Output the full listing below exactly, without the pictures.

>>>

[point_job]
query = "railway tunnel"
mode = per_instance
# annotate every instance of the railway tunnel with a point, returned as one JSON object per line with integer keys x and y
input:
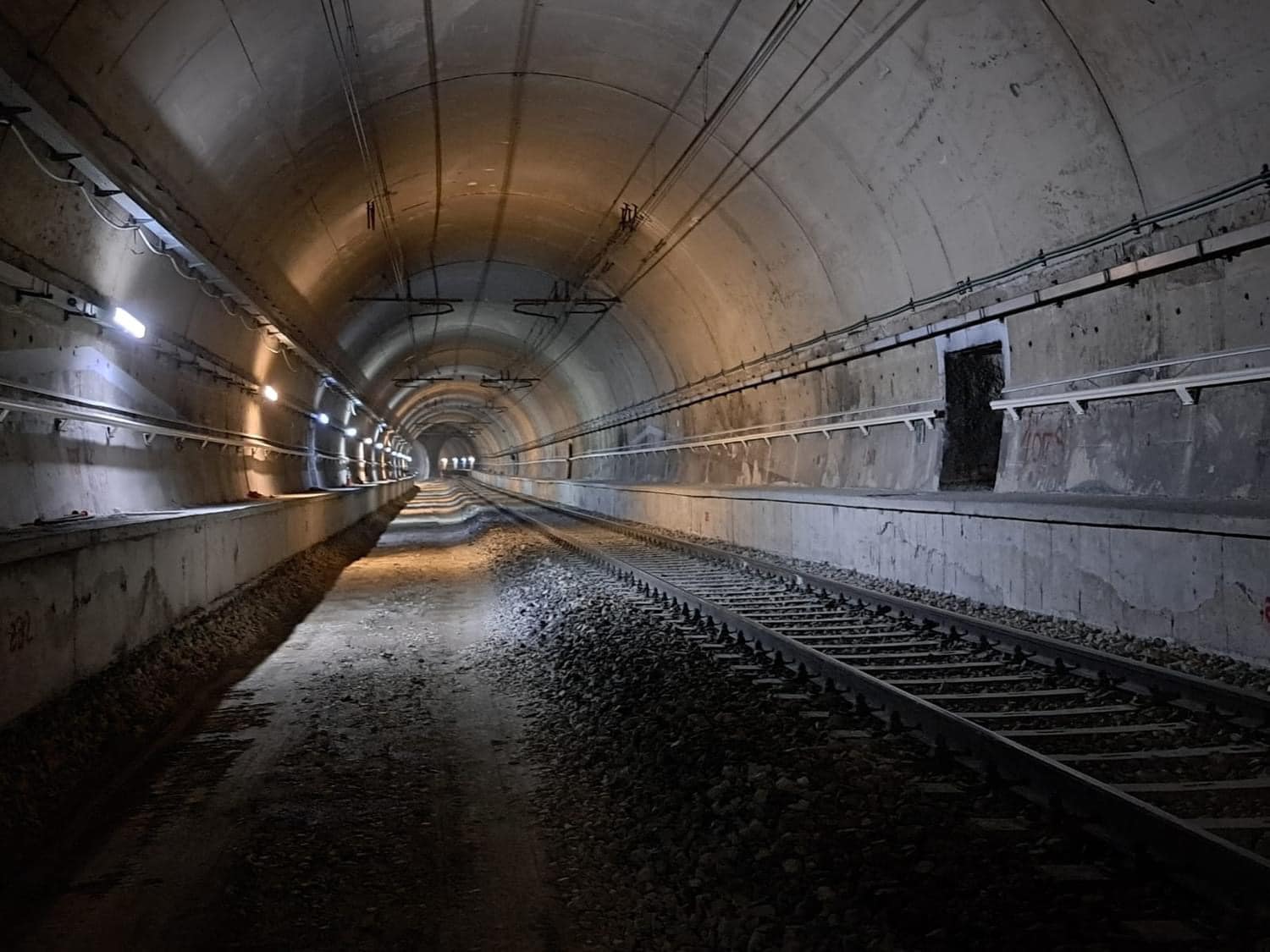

<<<

--- Exercise response ---
[point_job]
query = "railway tunnel"
mode = per_instance
# annotate every instance of the railway tunnel with a point, returned as one JSON object per line with integer keys x and y
input:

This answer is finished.